──────── The records

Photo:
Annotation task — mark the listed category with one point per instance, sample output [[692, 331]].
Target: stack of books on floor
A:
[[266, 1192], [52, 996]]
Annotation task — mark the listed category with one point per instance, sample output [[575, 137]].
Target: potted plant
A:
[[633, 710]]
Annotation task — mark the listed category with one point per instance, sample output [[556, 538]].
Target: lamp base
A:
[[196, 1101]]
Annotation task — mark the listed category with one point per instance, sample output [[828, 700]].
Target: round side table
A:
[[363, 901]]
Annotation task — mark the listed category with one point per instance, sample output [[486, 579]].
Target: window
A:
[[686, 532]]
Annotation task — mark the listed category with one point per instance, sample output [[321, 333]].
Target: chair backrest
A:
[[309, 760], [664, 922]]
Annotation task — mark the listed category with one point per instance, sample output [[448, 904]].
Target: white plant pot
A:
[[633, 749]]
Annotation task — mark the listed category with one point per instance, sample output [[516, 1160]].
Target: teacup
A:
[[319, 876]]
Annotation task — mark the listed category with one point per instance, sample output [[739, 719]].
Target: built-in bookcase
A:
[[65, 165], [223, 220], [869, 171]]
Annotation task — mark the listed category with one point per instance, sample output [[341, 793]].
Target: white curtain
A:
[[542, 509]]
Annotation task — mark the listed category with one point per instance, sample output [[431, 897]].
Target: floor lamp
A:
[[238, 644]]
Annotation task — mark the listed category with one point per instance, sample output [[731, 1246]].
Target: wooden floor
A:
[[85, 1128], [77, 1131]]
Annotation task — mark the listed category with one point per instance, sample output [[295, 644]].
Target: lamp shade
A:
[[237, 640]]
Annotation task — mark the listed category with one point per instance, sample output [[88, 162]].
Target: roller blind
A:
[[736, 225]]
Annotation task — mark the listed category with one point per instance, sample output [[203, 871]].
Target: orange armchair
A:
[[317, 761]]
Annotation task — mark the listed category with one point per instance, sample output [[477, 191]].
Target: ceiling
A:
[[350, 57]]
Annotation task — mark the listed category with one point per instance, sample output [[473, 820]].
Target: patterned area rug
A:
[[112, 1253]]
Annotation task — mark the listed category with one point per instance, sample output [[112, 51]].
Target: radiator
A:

────────────────

Problem statement
Write out the records above from the line containing "output [[431, 897]]." through the line containing "[[85, 1128], [77, 1131]]", including both of those lines.

Reply to the exercise
Annotation task — mark the listed category with one point per instance, sample output [[431, 897]].
Target: floor lamp
A:
[[238, 644]]
Annotation task — mark the listed category with one point per instance, sample output [[731, 1246]].
Target: wooden floor
A:
[[85, 1128], [77, 1131]]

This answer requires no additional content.